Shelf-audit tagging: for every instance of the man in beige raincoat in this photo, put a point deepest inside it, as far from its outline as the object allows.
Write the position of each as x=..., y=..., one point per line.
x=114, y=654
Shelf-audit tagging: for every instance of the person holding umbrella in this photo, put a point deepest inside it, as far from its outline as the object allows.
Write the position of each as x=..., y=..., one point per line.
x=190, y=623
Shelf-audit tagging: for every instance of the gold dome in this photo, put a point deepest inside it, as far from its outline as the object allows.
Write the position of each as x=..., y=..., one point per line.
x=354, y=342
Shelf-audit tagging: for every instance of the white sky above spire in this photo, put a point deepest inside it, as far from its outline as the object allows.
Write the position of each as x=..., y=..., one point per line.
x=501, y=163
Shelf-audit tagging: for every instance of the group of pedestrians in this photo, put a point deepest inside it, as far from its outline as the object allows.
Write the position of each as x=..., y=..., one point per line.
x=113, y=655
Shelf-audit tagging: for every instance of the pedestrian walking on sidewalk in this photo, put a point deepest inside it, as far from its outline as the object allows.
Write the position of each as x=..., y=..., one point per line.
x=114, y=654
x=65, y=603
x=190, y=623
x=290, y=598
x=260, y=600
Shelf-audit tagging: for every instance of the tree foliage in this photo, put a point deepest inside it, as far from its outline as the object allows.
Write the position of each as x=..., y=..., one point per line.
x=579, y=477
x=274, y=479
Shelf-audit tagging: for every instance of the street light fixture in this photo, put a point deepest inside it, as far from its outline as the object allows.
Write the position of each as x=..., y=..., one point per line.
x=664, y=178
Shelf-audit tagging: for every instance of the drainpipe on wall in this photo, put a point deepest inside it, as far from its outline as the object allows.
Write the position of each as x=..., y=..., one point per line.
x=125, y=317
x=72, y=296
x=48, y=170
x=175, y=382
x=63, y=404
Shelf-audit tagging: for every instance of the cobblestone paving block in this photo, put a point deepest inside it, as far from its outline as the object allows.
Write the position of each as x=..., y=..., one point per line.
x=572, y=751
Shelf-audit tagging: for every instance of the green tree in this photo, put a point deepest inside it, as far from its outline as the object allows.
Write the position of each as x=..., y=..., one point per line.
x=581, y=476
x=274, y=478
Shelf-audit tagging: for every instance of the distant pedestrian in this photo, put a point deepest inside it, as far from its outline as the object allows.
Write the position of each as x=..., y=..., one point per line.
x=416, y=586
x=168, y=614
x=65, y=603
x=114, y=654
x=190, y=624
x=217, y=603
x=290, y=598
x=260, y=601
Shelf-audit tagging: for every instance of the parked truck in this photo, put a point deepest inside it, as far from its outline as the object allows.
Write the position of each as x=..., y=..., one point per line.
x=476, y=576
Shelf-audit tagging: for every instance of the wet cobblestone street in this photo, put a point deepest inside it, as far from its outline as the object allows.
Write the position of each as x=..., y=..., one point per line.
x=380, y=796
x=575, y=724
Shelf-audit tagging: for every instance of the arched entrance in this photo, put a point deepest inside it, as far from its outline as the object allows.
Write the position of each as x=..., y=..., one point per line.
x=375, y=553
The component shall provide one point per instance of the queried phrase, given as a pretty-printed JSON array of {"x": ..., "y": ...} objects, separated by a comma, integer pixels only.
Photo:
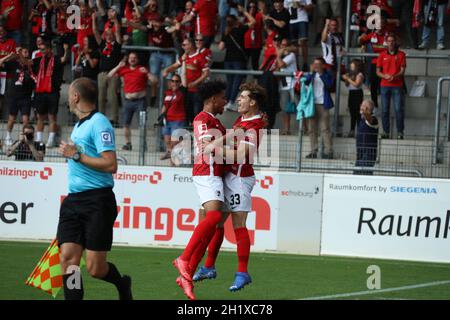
***
EXERCISE BRIEF
Using the listing, collect all lines in which the string "cobblestone" is found.

REPLY
Shelf-audit tagging: for every instance of the cobblestone paving block in this photo, put a point deepest inside it, as far from its outline as the object allows.
Shelf-audit tagging: for every instance of the wet cobblestone street in this photo, put a point deepest inside it, as far from its outline as the object allows.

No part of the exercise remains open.